▶ Extract to read
*** Begin section ***

In 2024 the National Gallery celebrates its 200th birthday. In the run up to this special anniversary, join me as I explore some of the nation’s best-loved paintings in a new light, revealing details which cannot be seen with the naked eye and discussing what goes on behind the scenes in the conservation, framing and scientific departments. The lecture will result in a greater understanding of not only the art itself, but also of the work the National Gallery does to care for it, present it and interpret it.
Few of the gallery’s works retain their original frames but an expert team will often source and adapt examples which complement the paintings historically, or indeed hand-carve new ones from scratch. We will also look at the technical challenges involved in hanging, displaying, moving and framing the collection and the various solutions devised by the Art Handling Team. Many of the paintings in the gallery were designed for a very specific function, an altarpiece such as Piero’s Baptism of Christ for example, so how do the curators allow us to interpret and view these within a museum context? Finally, we’ll talk about restoration and conservation, exploring extraordinary details from works such as the Wilton Diptych, which have only been discovered recently thanks to scientific analysis.
We will explore the hidden secrets of masterpieces by Bellini, Leonardo, van Eyck and many more
SIAN WALTERS
Siân Walters is an art historian and the director of Art History in Focus. She has been a lecturer at the National Gallery for over 20 years and taught their first online course, Stories of Art, in September 2020. She also lectures for The Wallace Collection, The Art Fund and many art societies and colleges throughout Europe, and taught at Surrey University for many years.

*** End section ***

[Stored items from a collection]
*** Begin section ***

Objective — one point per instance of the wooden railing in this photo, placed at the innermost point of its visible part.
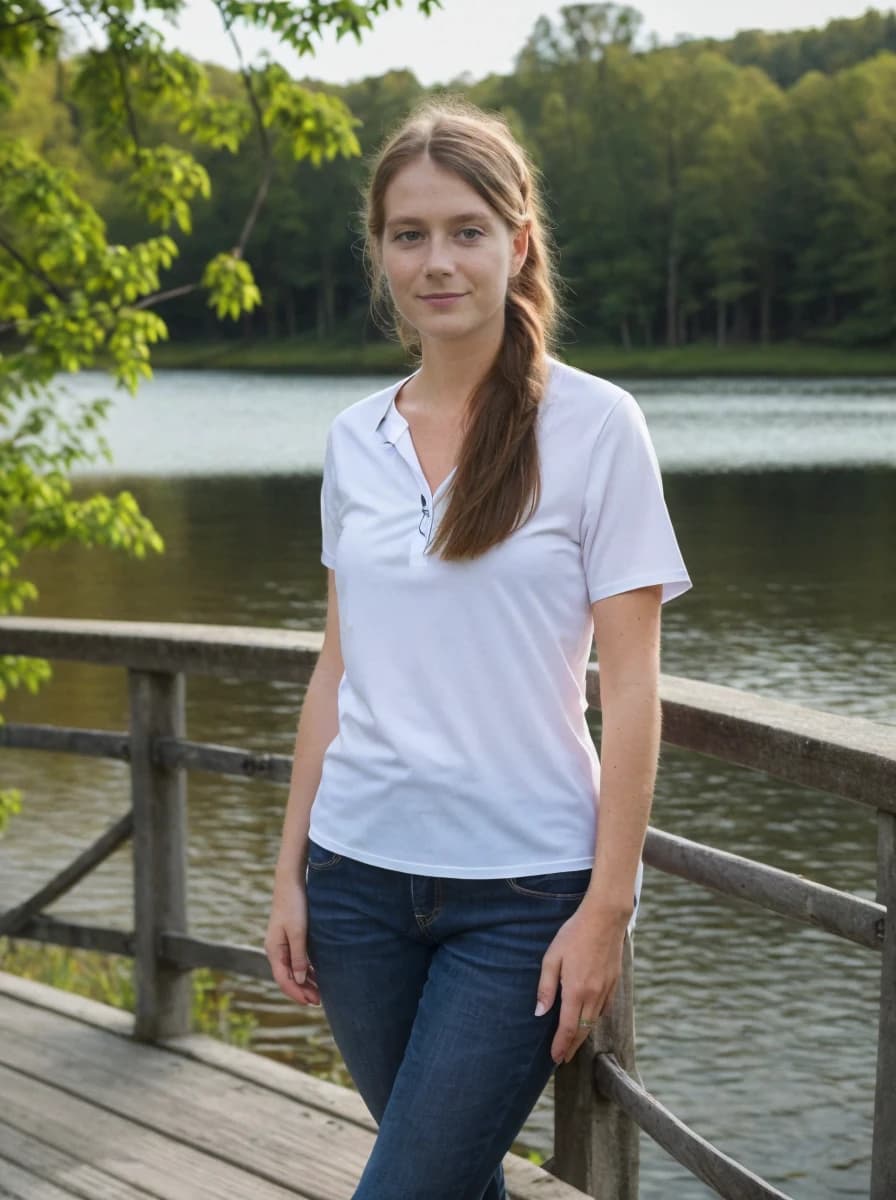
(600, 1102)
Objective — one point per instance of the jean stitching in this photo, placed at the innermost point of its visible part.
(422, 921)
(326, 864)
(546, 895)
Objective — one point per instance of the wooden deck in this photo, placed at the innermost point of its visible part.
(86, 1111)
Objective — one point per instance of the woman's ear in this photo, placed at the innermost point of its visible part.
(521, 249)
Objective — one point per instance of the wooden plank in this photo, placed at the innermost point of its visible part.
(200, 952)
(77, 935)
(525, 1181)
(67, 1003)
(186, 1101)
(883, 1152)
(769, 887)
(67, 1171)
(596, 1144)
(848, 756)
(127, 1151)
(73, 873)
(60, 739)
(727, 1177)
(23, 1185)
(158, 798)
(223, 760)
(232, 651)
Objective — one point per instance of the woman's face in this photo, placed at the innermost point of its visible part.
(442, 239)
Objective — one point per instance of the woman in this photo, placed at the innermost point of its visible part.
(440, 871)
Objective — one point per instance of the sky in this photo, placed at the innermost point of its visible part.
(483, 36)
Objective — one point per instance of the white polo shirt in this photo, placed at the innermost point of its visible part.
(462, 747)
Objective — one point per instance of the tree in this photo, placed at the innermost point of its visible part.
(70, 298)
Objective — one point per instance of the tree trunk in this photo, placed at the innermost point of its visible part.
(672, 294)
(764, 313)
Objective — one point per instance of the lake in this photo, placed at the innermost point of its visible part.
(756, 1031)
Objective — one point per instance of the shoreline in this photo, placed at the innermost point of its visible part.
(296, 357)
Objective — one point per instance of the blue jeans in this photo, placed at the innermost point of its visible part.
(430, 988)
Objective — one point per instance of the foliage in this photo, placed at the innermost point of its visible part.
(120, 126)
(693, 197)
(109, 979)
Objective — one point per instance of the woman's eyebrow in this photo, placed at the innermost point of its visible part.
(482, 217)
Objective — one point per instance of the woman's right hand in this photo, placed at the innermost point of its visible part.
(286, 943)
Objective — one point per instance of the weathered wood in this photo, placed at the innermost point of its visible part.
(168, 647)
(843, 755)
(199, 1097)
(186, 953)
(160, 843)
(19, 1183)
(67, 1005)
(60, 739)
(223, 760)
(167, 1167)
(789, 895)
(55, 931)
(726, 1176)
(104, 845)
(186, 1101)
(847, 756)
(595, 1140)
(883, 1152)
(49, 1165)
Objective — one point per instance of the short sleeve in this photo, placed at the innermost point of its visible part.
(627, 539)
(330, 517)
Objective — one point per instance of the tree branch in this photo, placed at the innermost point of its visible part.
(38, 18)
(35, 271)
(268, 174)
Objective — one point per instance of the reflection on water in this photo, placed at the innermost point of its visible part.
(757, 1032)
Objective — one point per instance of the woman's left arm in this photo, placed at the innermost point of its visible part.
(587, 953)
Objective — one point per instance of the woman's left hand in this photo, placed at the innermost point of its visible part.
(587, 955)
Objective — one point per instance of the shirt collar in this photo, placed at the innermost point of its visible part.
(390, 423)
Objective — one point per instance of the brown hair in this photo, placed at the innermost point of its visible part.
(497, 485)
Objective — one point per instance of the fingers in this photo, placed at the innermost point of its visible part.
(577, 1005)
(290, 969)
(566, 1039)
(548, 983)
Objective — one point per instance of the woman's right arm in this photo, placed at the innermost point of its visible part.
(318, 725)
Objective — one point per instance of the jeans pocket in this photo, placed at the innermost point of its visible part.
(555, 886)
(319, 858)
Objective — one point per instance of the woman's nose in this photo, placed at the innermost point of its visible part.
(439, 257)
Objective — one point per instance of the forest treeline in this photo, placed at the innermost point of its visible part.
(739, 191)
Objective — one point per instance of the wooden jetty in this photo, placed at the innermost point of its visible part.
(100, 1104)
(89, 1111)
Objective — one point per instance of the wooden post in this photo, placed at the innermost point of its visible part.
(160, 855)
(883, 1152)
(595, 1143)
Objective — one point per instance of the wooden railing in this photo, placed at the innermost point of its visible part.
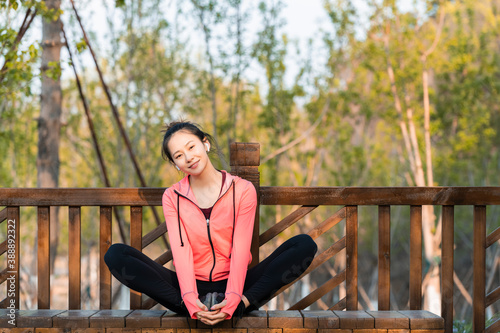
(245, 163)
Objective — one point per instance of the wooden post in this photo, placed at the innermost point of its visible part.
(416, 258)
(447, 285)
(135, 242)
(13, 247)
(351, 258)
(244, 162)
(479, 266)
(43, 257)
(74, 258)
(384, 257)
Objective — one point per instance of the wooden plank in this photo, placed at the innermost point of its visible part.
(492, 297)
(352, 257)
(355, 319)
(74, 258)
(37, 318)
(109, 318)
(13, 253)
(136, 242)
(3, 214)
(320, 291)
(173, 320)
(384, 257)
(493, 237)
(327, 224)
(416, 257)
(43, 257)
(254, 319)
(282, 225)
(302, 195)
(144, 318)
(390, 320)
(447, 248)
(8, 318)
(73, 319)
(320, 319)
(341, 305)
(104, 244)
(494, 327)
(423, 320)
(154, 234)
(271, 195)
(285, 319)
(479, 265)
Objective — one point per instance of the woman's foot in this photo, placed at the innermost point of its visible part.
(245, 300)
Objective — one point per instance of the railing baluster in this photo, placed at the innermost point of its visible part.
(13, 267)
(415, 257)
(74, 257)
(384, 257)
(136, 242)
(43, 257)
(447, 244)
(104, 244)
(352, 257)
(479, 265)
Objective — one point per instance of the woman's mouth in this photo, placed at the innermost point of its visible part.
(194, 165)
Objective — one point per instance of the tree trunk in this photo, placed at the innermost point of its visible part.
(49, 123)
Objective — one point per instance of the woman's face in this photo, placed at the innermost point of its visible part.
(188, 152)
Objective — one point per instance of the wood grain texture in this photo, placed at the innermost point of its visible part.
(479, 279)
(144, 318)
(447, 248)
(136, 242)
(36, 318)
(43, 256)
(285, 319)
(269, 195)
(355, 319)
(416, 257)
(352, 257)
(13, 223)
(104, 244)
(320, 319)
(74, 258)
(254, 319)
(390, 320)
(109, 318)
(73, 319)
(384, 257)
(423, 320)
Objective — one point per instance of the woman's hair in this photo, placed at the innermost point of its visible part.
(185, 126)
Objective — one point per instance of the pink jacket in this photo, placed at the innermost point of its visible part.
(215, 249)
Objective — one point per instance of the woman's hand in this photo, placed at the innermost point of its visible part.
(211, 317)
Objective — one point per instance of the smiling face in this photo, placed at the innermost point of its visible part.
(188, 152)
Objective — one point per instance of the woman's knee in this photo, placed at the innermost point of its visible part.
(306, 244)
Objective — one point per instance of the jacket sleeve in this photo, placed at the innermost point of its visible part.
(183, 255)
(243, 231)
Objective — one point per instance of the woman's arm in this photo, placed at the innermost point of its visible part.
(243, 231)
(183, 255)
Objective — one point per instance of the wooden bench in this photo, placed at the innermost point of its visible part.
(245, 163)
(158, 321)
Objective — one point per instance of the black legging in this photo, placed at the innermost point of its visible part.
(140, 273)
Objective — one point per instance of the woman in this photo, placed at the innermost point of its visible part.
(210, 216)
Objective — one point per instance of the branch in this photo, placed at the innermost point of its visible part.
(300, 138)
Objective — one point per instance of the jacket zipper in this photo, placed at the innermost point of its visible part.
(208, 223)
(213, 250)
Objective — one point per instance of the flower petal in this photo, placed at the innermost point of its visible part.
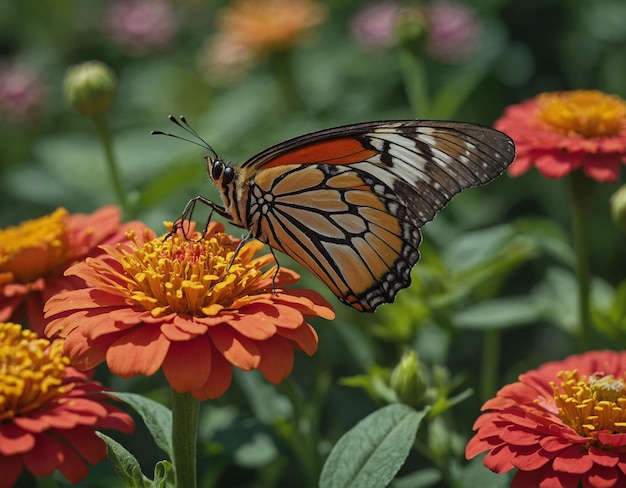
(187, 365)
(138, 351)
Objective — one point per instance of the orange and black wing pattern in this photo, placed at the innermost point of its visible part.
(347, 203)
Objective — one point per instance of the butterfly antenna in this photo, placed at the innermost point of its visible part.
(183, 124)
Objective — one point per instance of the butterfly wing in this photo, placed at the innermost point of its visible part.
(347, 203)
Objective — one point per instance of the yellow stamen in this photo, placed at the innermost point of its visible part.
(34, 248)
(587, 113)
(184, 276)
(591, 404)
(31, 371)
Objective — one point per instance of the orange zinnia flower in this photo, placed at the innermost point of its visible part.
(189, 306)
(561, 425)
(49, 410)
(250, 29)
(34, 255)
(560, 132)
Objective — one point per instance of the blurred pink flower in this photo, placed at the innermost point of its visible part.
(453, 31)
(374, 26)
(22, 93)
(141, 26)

*** End section ***
*** Begin section ***

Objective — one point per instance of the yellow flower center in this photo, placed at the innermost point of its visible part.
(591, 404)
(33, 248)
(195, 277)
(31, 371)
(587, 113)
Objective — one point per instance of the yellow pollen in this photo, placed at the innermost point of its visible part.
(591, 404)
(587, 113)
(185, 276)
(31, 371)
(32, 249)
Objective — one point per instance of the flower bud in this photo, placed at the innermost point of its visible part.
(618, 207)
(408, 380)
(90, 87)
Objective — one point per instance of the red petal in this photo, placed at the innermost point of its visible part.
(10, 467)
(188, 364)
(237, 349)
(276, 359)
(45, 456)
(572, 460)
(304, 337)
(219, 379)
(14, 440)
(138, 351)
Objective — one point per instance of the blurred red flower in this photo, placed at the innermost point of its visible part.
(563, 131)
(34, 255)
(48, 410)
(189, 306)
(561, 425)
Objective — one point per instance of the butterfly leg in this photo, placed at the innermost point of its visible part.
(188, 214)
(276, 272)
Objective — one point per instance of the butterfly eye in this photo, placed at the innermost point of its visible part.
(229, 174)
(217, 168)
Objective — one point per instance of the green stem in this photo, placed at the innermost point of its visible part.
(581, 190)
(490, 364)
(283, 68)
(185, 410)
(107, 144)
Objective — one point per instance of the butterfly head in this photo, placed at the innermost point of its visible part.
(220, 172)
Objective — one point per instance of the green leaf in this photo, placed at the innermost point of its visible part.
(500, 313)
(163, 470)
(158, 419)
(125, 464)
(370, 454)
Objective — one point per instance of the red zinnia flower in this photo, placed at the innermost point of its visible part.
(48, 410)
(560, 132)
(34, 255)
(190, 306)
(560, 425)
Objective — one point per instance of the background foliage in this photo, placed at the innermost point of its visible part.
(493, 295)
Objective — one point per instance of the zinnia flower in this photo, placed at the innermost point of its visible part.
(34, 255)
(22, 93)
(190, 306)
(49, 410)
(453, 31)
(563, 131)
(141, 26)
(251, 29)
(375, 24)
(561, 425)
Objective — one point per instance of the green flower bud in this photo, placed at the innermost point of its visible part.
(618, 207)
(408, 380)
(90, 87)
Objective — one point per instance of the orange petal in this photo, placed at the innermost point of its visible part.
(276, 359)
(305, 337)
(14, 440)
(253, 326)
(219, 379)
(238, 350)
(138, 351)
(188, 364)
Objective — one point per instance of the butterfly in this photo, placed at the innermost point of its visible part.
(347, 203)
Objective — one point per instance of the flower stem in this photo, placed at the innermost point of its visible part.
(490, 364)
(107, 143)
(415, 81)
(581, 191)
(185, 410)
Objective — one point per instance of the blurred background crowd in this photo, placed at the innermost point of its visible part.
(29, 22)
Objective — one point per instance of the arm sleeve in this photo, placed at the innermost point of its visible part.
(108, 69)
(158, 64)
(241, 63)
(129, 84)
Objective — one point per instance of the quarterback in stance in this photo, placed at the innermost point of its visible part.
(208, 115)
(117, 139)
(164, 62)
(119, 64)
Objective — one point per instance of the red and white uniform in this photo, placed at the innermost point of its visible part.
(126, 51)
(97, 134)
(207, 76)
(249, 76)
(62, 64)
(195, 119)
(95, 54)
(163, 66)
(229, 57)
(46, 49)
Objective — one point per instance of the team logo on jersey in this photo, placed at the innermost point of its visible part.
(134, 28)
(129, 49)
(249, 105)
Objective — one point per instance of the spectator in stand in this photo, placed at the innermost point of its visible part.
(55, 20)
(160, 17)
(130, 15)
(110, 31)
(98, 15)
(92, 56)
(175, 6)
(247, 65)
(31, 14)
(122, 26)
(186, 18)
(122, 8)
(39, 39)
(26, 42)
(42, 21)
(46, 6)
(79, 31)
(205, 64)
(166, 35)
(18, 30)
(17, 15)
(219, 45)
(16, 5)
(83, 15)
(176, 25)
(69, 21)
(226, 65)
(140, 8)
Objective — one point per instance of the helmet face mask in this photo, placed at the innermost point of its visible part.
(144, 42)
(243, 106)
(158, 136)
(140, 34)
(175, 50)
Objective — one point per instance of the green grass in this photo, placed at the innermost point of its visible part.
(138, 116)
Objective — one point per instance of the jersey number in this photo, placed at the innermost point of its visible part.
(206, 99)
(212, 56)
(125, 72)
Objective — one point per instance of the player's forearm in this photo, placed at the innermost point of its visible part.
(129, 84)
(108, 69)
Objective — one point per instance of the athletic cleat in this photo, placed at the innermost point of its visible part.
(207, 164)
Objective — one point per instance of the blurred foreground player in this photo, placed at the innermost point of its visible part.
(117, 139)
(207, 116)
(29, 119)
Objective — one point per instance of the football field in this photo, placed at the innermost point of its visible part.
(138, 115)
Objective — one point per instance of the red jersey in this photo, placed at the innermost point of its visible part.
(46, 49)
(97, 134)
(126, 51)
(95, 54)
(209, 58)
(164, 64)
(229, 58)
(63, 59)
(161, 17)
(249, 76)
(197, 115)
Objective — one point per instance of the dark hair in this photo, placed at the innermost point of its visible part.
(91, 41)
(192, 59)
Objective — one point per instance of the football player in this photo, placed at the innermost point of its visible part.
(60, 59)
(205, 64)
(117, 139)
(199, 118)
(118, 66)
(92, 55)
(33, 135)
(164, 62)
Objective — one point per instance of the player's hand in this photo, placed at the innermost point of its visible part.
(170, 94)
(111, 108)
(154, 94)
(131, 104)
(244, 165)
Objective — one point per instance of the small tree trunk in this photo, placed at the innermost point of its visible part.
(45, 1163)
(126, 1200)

*** End section ***
*** Begin section ***

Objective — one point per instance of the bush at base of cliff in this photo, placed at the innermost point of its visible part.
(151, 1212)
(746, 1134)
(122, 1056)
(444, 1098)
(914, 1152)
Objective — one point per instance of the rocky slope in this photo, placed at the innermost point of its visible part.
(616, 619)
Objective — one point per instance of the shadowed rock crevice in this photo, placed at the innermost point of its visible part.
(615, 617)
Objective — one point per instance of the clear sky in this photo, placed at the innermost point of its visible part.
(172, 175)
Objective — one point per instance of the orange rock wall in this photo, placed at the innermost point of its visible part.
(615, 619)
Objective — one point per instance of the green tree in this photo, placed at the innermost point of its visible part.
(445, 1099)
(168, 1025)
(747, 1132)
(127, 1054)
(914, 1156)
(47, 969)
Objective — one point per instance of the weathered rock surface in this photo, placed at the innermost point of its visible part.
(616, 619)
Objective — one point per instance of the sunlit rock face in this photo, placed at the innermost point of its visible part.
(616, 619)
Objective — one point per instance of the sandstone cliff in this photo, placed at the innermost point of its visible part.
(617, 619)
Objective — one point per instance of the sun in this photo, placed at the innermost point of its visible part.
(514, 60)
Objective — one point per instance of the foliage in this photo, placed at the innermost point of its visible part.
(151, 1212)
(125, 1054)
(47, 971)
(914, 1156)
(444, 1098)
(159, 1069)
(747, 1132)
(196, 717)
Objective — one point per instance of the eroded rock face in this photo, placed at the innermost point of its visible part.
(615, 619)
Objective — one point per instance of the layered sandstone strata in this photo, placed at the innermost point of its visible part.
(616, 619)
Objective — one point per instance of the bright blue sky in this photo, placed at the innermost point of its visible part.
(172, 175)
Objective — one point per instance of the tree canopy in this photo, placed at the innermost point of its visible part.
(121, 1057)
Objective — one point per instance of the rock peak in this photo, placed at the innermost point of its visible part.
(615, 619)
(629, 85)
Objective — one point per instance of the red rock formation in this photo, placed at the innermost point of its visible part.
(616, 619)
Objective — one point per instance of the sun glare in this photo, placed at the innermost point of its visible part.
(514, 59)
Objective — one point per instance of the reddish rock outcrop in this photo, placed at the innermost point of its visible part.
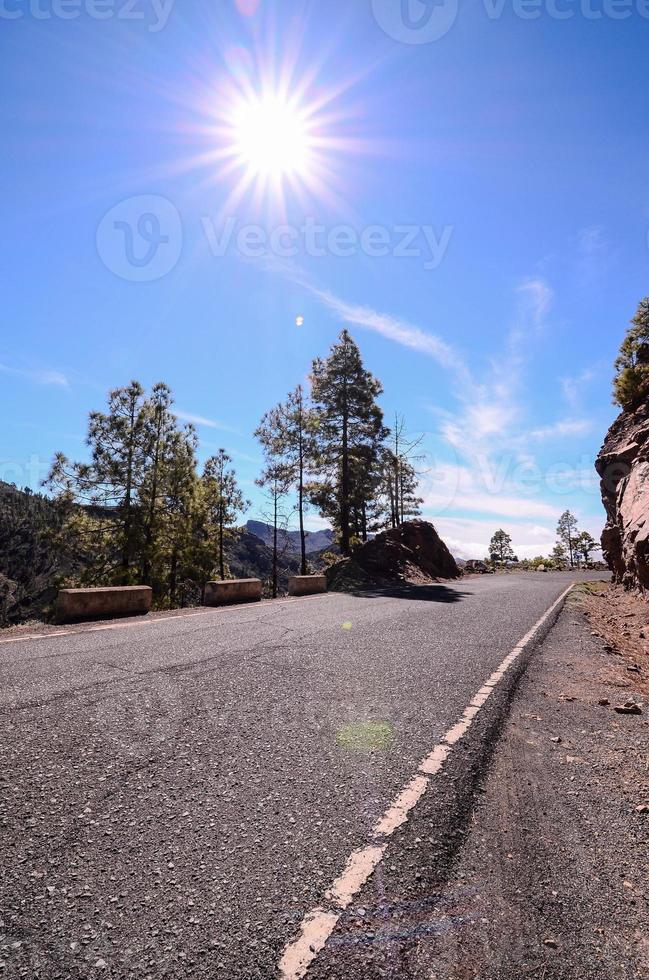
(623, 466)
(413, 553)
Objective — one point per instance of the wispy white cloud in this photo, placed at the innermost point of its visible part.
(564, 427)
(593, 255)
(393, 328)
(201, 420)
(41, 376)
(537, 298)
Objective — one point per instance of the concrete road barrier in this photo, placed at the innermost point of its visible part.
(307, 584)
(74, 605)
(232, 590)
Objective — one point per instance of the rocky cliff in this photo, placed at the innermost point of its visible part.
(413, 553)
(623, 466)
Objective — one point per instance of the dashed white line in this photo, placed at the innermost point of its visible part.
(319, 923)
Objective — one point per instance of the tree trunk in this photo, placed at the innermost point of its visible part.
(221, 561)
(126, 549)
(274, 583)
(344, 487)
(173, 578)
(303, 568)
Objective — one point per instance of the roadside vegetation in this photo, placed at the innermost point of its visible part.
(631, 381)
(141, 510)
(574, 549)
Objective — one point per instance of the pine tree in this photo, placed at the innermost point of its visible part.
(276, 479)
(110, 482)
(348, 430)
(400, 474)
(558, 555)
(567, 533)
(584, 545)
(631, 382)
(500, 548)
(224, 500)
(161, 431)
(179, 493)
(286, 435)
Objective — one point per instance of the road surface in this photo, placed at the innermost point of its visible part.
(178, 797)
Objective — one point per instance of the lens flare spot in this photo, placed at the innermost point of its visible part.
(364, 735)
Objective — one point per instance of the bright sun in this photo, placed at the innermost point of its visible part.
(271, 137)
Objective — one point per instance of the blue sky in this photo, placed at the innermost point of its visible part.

*** End section ***

▶ Problem requirements
Write the next part of the National Gallery lecture description, picking up after its last sentence. The material has no connection to the National Gallery lecture description.

▶ Reply to the exercise
Her specialist areas include 15th and 16th century Italian Art, Spanish Art and Architecture, Dutch and Flemish painting and the relationship between Dance and Art Siân studied at Cambridge University where she was awarded a choral exhibition and a 1st for her dissertation on the paintings of Arnold Schoenberg. She spends much of the year organising and leading specialist art tours abroad, including bespoke trips for The Arts Society.
In 2020 she launched a series of live, online tours and visits abroad entitled Cultural Travels from Home. These include visits by special arrangement to a number of major European art galleries, allowing virtual access to their collections. Siân organised the world’s first livestream tours of the Basilica of San Marco in Venice, the Medici Palace in Florence, the Basilica of St Francis in Assisi and the Castello Sforzesco in Milan and many more.